EXERCISE DIRECTIONS:
Return every record exactly as written.

Natural-language object grounding data:
..........

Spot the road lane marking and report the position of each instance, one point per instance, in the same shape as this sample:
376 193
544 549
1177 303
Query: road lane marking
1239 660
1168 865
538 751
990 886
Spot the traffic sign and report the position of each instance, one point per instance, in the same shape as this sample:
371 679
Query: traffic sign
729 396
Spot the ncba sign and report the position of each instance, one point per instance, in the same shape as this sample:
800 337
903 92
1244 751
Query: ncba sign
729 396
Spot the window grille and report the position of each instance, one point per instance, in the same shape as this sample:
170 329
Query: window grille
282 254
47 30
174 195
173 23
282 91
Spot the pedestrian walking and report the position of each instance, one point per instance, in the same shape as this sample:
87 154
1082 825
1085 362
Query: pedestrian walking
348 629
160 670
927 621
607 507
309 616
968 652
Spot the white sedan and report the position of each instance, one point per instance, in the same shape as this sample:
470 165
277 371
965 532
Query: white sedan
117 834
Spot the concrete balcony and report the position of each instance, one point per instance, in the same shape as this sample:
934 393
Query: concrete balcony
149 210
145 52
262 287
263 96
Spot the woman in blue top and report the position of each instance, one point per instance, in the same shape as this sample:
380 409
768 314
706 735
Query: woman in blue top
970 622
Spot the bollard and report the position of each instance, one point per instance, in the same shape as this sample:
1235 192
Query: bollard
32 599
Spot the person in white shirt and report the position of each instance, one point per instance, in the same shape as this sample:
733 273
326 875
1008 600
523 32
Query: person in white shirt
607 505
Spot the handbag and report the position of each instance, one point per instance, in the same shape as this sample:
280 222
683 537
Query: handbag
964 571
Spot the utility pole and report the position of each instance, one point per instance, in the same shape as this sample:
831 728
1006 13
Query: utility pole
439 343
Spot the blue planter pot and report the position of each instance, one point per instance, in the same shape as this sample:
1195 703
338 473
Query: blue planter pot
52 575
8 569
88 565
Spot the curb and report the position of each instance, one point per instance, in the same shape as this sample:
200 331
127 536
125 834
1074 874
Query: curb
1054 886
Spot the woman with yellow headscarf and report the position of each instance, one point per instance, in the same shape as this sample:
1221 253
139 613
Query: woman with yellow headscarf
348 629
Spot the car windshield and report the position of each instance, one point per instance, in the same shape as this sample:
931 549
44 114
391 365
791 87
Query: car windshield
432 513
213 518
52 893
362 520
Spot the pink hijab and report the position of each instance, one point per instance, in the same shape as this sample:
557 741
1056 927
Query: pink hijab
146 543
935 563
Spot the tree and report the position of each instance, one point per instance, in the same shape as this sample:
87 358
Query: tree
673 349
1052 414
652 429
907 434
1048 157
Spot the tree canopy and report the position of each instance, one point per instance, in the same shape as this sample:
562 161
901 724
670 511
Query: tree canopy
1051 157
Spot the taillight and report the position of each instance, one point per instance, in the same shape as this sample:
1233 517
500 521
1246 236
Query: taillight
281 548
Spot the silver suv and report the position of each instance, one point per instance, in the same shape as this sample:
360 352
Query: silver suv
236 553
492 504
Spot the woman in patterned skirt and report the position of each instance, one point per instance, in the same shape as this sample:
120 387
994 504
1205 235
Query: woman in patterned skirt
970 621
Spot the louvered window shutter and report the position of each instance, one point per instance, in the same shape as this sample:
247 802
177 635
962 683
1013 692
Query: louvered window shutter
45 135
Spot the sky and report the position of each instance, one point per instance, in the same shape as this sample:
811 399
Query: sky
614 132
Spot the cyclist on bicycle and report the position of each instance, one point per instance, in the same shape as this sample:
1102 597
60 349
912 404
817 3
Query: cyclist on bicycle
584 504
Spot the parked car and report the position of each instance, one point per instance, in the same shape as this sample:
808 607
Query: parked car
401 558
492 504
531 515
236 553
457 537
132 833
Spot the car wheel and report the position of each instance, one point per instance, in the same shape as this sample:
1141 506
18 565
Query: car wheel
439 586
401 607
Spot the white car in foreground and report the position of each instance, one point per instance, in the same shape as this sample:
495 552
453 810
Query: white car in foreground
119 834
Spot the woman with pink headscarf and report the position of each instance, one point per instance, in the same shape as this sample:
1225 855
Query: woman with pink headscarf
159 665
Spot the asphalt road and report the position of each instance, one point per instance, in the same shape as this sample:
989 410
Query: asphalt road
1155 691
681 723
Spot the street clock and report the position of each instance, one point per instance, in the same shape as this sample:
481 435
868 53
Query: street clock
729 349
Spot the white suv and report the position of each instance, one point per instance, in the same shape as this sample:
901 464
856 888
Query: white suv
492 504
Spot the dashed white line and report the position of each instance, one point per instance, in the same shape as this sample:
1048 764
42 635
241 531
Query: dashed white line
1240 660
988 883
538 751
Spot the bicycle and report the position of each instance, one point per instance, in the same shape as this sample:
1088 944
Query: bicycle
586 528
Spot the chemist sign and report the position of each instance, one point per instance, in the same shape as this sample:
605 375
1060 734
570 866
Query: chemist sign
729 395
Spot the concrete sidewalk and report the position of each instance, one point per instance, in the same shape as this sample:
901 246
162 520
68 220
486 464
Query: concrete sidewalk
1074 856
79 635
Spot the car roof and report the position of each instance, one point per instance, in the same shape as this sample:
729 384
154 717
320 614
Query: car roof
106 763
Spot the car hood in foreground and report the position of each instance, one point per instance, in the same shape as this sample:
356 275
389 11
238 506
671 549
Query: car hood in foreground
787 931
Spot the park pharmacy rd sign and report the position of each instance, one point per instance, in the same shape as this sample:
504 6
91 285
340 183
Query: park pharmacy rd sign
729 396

..........

EXPECTED OUTPUT:
Spot the road lane marking and report the position of each instance, one point per instance, in the same shape as this sample:
376 193
544 549
1177 303
Query: road lane marking
1239 660
1168 865
538 751
990 886
Spot the traffic sign and report the position of each instance, one point per instance, in the same shape as this sample:
371 679
Query: traffic sign
729 396
Spot the ncba sign and report the position of each instance, one point per instance, in the same shape as this sample:
800 337
903 92
1244 751
Query: ncba sign
729 396
Spot the window grille and report the position of each instance, one point per instance, in the same shape as this sample:
170 329
Query: window grille
282 254
47 30
174 195
173 23
282 91
Spot the pedestrian walking and report the position of each instance, one point per instance, in the same shape as this sample:
87 154
1082 825
1085 362
Query: pedestrian walking
348 629
160 670
927 621
607 507
309 616
968 652
Spot the white sedan and report the position of each instance, one point per instance, in the same shape as this sample:
470 165
277 371
965 532
Query: white sedan
117 834
Spot the concrete balcony and report the position of each instance, one point per instance, in the same shape as this sample:
934 393
Query: concrete balcony
149 210
145 52
262 287
263 96
Spot the woman in blue top and report the position of each instance, one point per instance, in the same shape as this sample:
380 409
768 314
706 735
Query: woman in blue top
970 622
Spot the bollard and report the position of each instance, one point per instance, in the same shape as this sample:
1235 192
Query: bollard
32 599
Spot the person in white shirt and report the position of each instance, one point per instance, in the same shape as this sample:
733 273
326 875
1008 600
523 32
Query: person in white shirt
607 505
Spot the handbag and report the position of each instance, one point per instance, in the same shape as this sample:
280 222
683 537
Query: handbag
964 571
Spot the utility pole and report the position of each instance, one point per instance, in the same shape as this sample:
831 728
1006 13
Query: utility pole
439 343
Spot the blue planter pot and report the position of each instance, one point per instance, in the same shape as this sample:
1195 703
338 473
Query: blue planter pot
52 575
8 569
88 565
Spot the curb and report the position of each instance, one point per instance, in the same shape as this sample:
200 331
127 536
125 834
1074 874
Query: curb
1054 886
Spot the woman with yellow headscarf and report the position of each instance, one point per instance, in the same shape as this sample:
1221 253
139 613
Query: woman with yellow headscarf
348 629
Spot the car windshield and report the position of each instance, one point per instance, in the same shape as this sample:
931 549
44 114
391 365
791 87
Query: car windshield
432 513
213 518
52 893
362 520
Spot the pink hijab and report the position of each instance, one point per instance, in the same shape as this sample:
557 741
1056 927
Query: pink hijab
146 543
935 563
Spot the tree and report the position of each instance, one point per instance, in the same shape as this sample:
87 358
Query: tree
673 349
1052 414
652 429
907 434
1048 157
Spot the tree canopy and report the position of each instance, one point per instance, in the same shape as this sample:
562 161
901 724
670 511
Query: tree canopy
1051 157
Spot the taillight and report the position of each instance, one point per instance, in the same shape as this sample:
1233 517
500 521
1246 236
Query: taillight
281 548
Spot the silver suv and report the position of each instance, one point per instance, in the same shape as this sample:
360 352
Query: silver suv
236 553
492 504
Spot the woman in patterned skirt and report the position of each instance, one point per instance, in the same shape as this sample:
120 387
994 504
1205 235
Query: woman in patterned skirt
970 621
Spot the louvered window shutter and report the position of each instance, one point per instance, in the same shape as this sample:
247 802
177 635
962 683
1013 692
Query: louvered window shutter
45 135
Spot the sky and report the position of each instance, one point per instance, in the same shape as this sample:
811 399
Query: sky
614 132
Spot the cyclist on bicycle and report the position of each instance, one point per instance, in the same shape as this sample:
1102 597
60 349
912 404
817 3
Query: cyclist on bicycle
584 504
Spot the parked car and report the position of each instance, one point per instance, in the same shape as this sample:
808 607
Query: parked car
401 558
492 504
531 515
236 553
457 537
132 833
Spot the car wheel and report the position of each instance, one point per instance, in the same shape as this sample:
1141 506
18 565
Query: car wheel
439 586
401 607
Spot the white car in foreground and report the position of each instance, one point per instance, in the same shape as this sample:
495 552
453 810
Query: white car in foreground
119 834
Spot the woman with pink headscarf and report the position of each instance, one point per instance, in the same shape as this sample:
1225 855
Query: woman with pink headscarf
159 665
Spot the asphalt road and report the position of each instance, one point per instance, in the same shape as this sample:
989 410
Query: asphalt road
1155 691
681 723
Spot the street clock and report the position of each instance, one point per instance, in the same shape as this sample:
481 435
868 53
Query: street clock
729 349
Spot the white suv and report the position of each instance, one point per instance, in the same shape as this sample:
901 464
856 888
Query: white suv
492 504
Spot the dashed white line and report the position of each instance, one point per instance, in the same shape as this sample:
1048 764
42 635
241 531
Query: dashed white line
1240 660
988 883
538 751
Spot the bicycle and report the position of each instance, one point per instance, in the same shape as this sample:
1088 944
Query: bicycle
586 528
Spot the chemist sign and report the position of each instance, one point per instance, in the same shape as this sample:
605 375
1060 734
570 866
Query: chemist sign
729 395
Spot the concrete sidewalk and report the position of each instance, one point per instance, in the same shape as this sample:
901 246
162 520
68 220
486 464
Query: concrete sidewalk
1074 856
79 635
Spot the car roof and report the position of each instance, one point per instance, in the same shape as this sample:
729 384
154 717
320 614
Query: car roof
106 763
Spot the car hood in foreground and report the position of each instance, one point per instance, in the same shape as this sample:
356 275
389 11
238 506
671 549
Query: car hood in foreground
787 931
Spot the park pharmacy rd sign and report the position of each instance, one point per instance, in the same shape as this sample:
504 6
91 285
340 183
Query: park pharmacy rd sign
729 396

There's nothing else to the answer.